▶ _PROBLEM REQUIREMENTS_
Quote every line of the material beneath this one.

▶ _RECORD SET_

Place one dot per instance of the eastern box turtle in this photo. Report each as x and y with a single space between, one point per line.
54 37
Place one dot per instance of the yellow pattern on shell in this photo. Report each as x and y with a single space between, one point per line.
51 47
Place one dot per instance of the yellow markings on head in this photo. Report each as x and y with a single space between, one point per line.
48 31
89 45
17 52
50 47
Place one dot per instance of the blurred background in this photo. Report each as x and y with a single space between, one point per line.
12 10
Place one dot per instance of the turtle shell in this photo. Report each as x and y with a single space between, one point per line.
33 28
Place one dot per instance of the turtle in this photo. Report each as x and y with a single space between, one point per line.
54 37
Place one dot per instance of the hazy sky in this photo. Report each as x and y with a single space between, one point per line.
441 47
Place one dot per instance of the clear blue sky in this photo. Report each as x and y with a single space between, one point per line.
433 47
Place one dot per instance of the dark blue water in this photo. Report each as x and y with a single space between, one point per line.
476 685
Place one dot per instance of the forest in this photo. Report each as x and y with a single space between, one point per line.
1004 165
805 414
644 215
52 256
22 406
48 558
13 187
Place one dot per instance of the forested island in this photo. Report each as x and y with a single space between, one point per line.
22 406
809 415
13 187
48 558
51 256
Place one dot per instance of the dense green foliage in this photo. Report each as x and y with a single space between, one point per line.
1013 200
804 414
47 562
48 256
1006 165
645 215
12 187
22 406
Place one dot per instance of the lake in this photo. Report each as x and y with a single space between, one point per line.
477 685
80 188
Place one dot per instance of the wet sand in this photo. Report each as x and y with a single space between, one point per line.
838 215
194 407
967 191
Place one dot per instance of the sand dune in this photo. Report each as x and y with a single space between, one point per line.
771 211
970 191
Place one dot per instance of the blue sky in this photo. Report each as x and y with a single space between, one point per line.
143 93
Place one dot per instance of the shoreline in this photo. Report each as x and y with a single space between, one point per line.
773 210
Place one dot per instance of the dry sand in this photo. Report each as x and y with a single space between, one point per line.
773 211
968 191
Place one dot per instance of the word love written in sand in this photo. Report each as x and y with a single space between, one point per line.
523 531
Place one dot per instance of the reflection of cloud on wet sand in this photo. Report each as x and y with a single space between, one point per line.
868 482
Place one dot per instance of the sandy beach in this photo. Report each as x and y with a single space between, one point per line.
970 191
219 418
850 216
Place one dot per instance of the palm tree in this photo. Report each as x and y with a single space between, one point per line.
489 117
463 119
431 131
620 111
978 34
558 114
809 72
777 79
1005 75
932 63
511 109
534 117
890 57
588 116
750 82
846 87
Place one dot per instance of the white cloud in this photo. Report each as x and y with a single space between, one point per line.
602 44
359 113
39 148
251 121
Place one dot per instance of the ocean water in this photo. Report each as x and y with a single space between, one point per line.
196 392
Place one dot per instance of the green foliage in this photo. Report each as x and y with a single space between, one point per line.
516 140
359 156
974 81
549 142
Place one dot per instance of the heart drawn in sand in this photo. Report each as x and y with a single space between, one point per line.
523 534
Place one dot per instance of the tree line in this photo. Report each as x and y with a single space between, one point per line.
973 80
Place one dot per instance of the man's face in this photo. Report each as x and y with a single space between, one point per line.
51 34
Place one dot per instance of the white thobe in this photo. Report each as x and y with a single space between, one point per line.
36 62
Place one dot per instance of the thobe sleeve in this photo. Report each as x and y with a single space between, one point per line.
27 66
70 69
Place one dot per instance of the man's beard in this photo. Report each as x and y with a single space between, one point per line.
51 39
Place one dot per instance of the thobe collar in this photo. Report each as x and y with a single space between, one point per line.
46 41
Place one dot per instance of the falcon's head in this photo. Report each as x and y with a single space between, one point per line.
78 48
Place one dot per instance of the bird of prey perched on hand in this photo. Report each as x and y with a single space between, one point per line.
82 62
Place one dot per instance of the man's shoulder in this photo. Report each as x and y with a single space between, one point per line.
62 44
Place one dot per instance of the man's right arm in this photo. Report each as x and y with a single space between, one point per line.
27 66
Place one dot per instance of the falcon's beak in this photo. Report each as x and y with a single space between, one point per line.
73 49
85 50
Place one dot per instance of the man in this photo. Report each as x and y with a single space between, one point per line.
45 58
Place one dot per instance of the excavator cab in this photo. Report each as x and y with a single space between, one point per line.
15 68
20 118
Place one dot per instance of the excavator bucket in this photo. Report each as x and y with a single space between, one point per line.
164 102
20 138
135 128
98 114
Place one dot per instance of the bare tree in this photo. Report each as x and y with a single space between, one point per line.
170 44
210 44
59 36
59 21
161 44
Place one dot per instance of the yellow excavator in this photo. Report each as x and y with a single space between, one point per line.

▶ _SOLUTION FOR THIS PROBLEM_
Place one dot per instance of the eastern box turtle in this photo. Report each as x and y with a single space between, one point per line.
54 37
Place one dot per instance of the yellow pattern on shell in this photo. Report each as x and y with a single space between, one point per line.
51 47
Place one dot per instance of the yellow markings on head in this photo. Report each as x and y with a single space between, one point per line.
48 31
89 45
17 52
50 47
Place one dot per instance of the blurred background in this photo. Report each as x and y with a single space between, one point per line.
12 10
Place one dot per instance of the turtle shell in this photo. Report each as x and y with a single space between, one point per line.
33 28
Place one dot per instance of the turtle in this photo. Report each as x and y with a single space between, one point per line.
54 37
Place one dot per instance of the hazy sky in this photo. Report each as x and y with a single space between, one point per line.
441 47
Place one dot per instance of the clear blue sky in this photo. Report each as x and y with a single space between, one point per line.
433 47
Place one dot per instance of the dark blue water in this photo. Report each as x and y with a single space between, one point per line.
476 685
Place one dot per instance of the forest in this photo. Report each as x and y with a single space between, one point per line.
1004 165
805 414
644 215
52 256
22 406
48 558
13 187
Place one dot per instance of the forested island in this photo. Report each as x and y with a single space between, one point per line.
22 406
809 415
13 187
48 558
51 256
Place one dot per instance of the dense green foliage in this photo. Report each as x and y with a single space between, one point per line.
1013 200
804 414
47 562
48 256
1006 165
645 215
12 187
22 406
Place one dot per instance of the lake in this photo. Report each as x and y with a single space between, one point per line.
477 685
80 188
Place one dot per instance of the wet sand in this photo. Report each as x and y with a single space between, one point per line.
838 215
194 407
967 191
Place one dot per instance of the sand dune in this photo. Report each as x and y with a single space between, one point per line.
771 211
970 191
Place one dot per instance of the blue sky in this photo. Report each as x and y with a single space between, one point per line.
143 93
Place one dot per instance of the shoreline in this photo. Report each as x and y with a single space between, one point per line.
773 210
Place one dot per instance of the dry sand in this photo. Report each as x and y with a single space between, one point per line.
773 211
968 191
Place one dot per instance of the word love written in sand in this photo. Report each as x and y with a single space between, one point per line.
523 531
Place one dot per instance of the reflection of cloud on wet sand in this photo. Report each as x and y with a single space between, one point per line.
868 482
Place one dot per instance of the sandy beach in this photo. Report each as x and y with a single space between, one point per line.
970 191
219 418
850 216
Place one dot per instance of the palm tree in this photo. Report each as x and y with a single space between, one point per line.
489 117
463 119
431 131
620 111
978 34
558 114
809 72
777 79
1005 75
932 63
511 109
534 117
890 57
588 116
750 82
846 87
Place one dot per instance of the white cloud in this photo. Report each as x and y with a single space between, one point per line.
602 44
359 113
39 148
251 121
Place one dot per instance of the ocean water in this photo. Report each as x and y with a single space between, one point per line.
196 392
Place one dot per instance of the green foliage in this photo. Report each as x and y with a single space between, one point per line.
516 140
359 156
974 81
549 142
Place one dot per instance of the heart drawn in sand in this photo. Report each as x and y with a single space between, one point per line.
523 534
Place one dot per instance of the tree line in this photo. Report each as x and y with a single space between, one point per line.
973 80
Place one dot per instance of the man's face in this photo. Report each as x and y with a single space between, one point per line.
51 34
Place one dot per instance of the white thobe in this photo. Report each as x and y with a single space between, one point per line.
36 62
Place one dot per instance of the thobe sleeve in this photo. Report each as x and y with a single space between, one point per line.
27 66
70 69
Place one dot per instance of the man's beard in this photo. Report each as x and y with a single space between, one point per line.
51 39
Place one dot per instance of the thobe collar in this photo. Report each as x and y with a single space between, one point per line.
46 41
Place one dot per instance of the falcon's head in this photo. Report each as x and y with a single space between, one point per line.
78 48
Place one dot per instance of the bird of prey perched on hand in this photo. Report each as x and y with a single space between, one point per line.
82 62
Place one dot per instance of the man's shoulder in this photo. Report each as x and y with a single space between, one point per line.
62 44
Place one dot per instance of the man's right arm in this photo. Report each as x and y with a single space between, one point per line.
27 66
Place one dot per instance of the falcon's beak in this photo. Report each as x and y with a single space between, one point per line.
73 49
85 50
Place one dot per instance of the man in this photo. Report each as x and y with a single space between, one point per line.
45 58
Place one dot per instance of the excavator cab in this photo. Report each as x and y with a single space between, one point per line.
15 68
20 118
Place one dot per instance of the excavator bucket in this photo. Report each as x and y with a single space between, one point per line.
164 102
20 138
135 128
98 114
Place one dot per instance of the bare tree in this photo. Report each as x and y with a single space between, one point per line.
170 44
210 44
59 36
59 21
161 44
Place one dot per instance of the yellow excavator in this photo. Report each as x and y with a single space between, one point per line.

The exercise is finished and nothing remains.